**Stored records**.
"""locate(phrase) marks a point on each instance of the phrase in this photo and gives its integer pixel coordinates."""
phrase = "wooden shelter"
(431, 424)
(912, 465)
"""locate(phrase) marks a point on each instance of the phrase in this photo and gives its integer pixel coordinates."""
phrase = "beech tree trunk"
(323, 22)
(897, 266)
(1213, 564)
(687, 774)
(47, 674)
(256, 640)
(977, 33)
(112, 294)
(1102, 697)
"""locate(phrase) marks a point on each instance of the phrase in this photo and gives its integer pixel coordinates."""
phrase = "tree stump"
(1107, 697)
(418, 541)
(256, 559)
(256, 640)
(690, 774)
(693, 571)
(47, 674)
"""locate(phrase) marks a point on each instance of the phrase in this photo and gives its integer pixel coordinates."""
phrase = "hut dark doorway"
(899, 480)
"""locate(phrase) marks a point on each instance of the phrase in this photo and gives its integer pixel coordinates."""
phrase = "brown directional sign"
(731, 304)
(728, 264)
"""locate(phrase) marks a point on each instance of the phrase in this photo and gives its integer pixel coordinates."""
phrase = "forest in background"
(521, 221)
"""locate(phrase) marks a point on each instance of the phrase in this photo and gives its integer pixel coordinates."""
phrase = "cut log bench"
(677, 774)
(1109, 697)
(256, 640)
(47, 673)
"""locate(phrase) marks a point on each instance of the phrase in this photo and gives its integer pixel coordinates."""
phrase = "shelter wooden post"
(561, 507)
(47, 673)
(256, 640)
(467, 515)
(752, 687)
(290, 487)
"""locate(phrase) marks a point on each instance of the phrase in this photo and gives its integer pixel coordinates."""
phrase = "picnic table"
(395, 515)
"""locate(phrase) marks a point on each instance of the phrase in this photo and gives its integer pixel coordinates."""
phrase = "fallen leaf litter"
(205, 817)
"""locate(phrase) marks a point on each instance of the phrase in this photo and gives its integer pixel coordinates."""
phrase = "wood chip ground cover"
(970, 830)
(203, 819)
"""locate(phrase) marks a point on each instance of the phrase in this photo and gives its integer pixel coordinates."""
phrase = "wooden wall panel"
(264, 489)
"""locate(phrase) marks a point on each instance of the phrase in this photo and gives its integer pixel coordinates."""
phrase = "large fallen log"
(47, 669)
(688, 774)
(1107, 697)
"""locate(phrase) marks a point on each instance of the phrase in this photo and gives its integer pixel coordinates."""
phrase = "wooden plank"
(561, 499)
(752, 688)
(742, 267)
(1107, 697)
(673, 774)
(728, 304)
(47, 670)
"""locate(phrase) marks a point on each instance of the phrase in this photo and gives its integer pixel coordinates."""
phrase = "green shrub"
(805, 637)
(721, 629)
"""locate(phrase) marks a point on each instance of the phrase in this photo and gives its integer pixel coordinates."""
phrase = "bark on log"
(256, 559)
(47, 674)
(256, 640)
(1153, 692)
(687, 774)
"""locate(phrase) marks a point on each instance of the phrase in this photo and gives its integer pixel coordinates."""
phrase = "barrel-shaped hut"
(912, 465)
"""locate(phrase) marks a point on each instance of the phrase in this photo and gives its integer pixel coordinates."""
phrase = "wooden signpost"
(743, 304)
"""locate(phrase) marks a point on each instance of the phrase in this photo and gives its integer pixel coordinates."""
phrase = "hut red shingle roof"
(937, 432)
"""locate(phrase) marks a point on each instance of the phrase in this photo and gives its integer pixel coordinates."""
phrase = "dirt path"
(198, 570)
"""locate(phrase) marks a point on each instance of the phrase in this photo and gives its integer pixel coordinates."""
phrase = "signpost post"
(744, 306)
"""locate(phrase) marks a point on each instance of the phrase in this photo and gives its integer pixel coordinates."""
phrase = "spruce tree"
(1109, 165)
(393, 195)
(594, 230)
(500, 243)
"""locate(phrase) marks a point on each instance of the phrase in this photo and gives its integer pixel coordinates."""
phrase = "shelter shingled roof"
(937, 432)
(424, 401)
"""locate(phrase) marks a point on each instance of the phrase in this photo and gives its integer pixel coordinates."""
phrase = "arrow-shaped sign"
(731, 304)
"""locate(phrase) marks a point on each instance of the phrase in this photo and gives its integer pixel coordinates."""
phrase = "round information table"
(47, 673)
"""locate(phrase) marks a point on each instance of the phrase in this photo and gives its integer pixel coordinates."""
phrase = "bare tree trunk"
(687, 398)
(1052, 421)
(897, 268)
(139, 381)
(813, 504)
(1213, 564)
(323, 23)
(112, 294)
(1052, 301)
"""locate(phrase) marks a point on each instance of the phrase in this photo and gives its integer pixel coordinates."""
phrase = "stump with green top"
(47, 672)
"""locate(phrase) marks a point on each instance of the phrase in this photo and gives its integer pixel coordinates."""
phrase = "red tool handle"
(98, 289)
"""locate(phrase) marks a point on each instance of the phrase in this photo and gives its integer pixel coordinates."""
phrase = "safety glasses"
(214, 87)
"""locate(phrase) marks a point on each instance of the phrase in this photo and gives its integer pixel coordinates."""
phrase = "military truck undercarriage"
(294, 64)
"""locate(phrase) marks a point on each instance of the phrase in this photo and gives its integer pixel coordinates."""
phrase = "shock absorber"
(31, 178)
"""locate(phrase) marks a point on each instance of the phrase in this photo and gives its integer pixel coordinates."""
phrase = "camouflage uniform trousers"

**WHAT YOU ARE ASKED TO DO**.
Switch "beech tree trunk" to "oak tree trunk" in the stretch from the start of the records through the line containing "(1102, 697)", changing nothing else. Reproduce only that stretch.

**SOLUTION BELOW**.
"""locate(phrase) marks a point on each instance of the phrase in this photo and gives its integer pixel coordinates."""
phrase = "wooden shelter"
(431, 424)
(912, 465)
"""locate(phrase) marks a point on each instance of the phrase in this photo and gives its integer pixel coordinates."""
phrase = "oak tree trunk"
(323, 22)
(897, 266)
(1213, 564)
(687, 774)
(47, 674)
(256, 640)
(977, 33)
(112, 294)
(1102, 697)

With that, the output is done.